• _Tugas Anda_:
A – Ringkas berita kericuhan Hari Buruh dalam dua kalimat.
B – Menurut berita kericuhan Hari Buruh, mengapa aksi di pertigaan UIN Sunan Kalijaga akhirnya bubar? Jawab dalam satu atau dua kalimat.
C – Salin bagian berita kericuhan Hari Buruh mulai dari "Seusai kejadian, polisi" sampai dengan "Daerah Istimewa Yogyakarta.".

• _Teks yang Diberikan_:
○ ○ ○ ○

Aksi Menolak Bandara, Menggugat Aturan Pertanahan DIY
Kobaran api terlihat di dalam pos polisi lalu lintas di pertigaan Universitas Islam Negeri (UIN) Sunan Kalijaga, Kabupaten Sleman, Daerah Istimewa Yogyakarta, Selasa (1/5/2018) sore. Tak jauh dari sana, puluhan orang berkumpul di tengah Jalan Laksda Adisucipto sehingga menyebabkan lalu lintas di salah satu jalan utama di Yogyakarta itu lumpuh.
Beberapa orang yang mengenakan kaus hitam dan penutup wajah tiba-tiba merusak sejumlah rambu lalu lintas, lalu berusaha merusak pos polisi lalu lintas yang sudah terbakar sebelumnya itu. Tak lama kemudian, seorang lelaki yang mengenakan kemeja hitam melemparkan bom molotov ke arah pos polisi. Api pun menyala dengan hebat.
Suasana mencekam itu terjadi saat puluhan orang yang menamakan diri Gerakan Satu Mei tengah berdemonstrasi. Saat demonstrasi yang dilakukan bertepatan dengan peringatan Hari Buruh itu berlangsung, sejumlah pengunjuk rasa tanpa alasan jelas tiba-tiba membakar dan merusak pos polisi serta merusak sejumlah fasilitas umum lain di lokasi tersebut. Selain itu, di lokasi aksi juga muncul tulisan berisi ancaman terhadap Gubernur DIY Sultan Hamengku Buwono (HB) X yang juga Raja Keraton Yogyakarta.
Aksi yang diwarnai perusakan itu bubar setelah warga yang tinggal di sekitar lokasi tersebut merasa terganggu dan akhirnya mengejar para pengunjuk rasa. Bentrokan antara warga dan pengunjuk rasa pun tak terhindarkan.
Setelah dikejar warga, demonstran berlari ke arah selatan, mendekati kampus UIN Sunan Kalijaga. Mereka kemudian masuk kampus setelah warga terus melakukan pengejaran. Sejumlah warga yang emosional pun akhirnya masuk ke dalam kampus untuk mengejar demonstran tersebut.
Seusai kejadian, polisi menangkap 69 pengunjuk rasa. Namun, hanya 12 orang yang lalu ditetapkan sebagai tersangka. Dari 12 tersangka, 11 di antaranya berstatus sebagai mahasiswa dari berbagai perguruan tinggi di Daerah Istimewa Yogyakarta.
Tuntutan
Kericuhan yang terjadi dalam demonstrasi di pertigaan UIN Sunan Kalijaga itu mengejutkan banyak pihak. Apalagi, pada hari tersebut, di DIY sebenarnya berlangsung sejumlah aksi lain untuk memperingati Hari Buruh yang dipusatkan di kawasan Malioboro, Kota Yogyakarta. Semua aksi yang berlangsung di Malioboro berlangsung aman dan damai.

○ ○ ○ ○

• _Bahan yang Diberikan_:
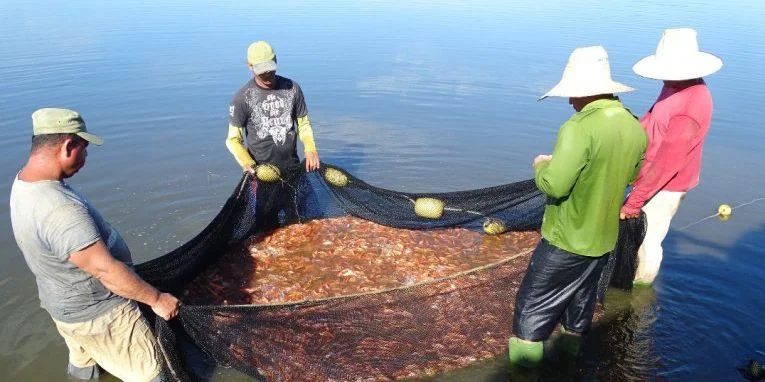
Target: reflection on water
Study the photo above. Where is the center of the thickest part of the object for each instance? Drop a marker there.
(411, 96)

○ ○ ○ ○

• _Hasil Latihan_:
A – Saat berdemonstrasi memperingati Hari Buruh pada Selasa (1/5/2018) di pertigaan UIN Sunan Kalijaga, sejumlah orang dari Gerakan Satu Mei membakar dan merusak pos polisi lalu lintas serta fasilitas umum lain. Aksi itu bubar setelah warga sekitar mengejar para pengunjuk rasa, dan polisi kemudian menangkap 69 orang, 12 di antaranya ditetapkan sebagai tersangka.

B – Aksi itu bubar karena warga yang tinggal di sekitar lokasi merasa terganggu, lalu mengejar para pengunjuk rasa. Pengejaran itu memicu bentrokan antara warga dan pengunjuk rasa.

C –
Seusai kejadian, polisi menangkap 69 pengunjuk rasa. Namun, hanya 12 orang yang lalu ditetapkan sebagai tersangka. Dari 12 tersangka, 11 di antaranya berstatus sebagai mahasiswa dari berbagai perguruan tinggi di Daerah Istimewa Yogyakarta.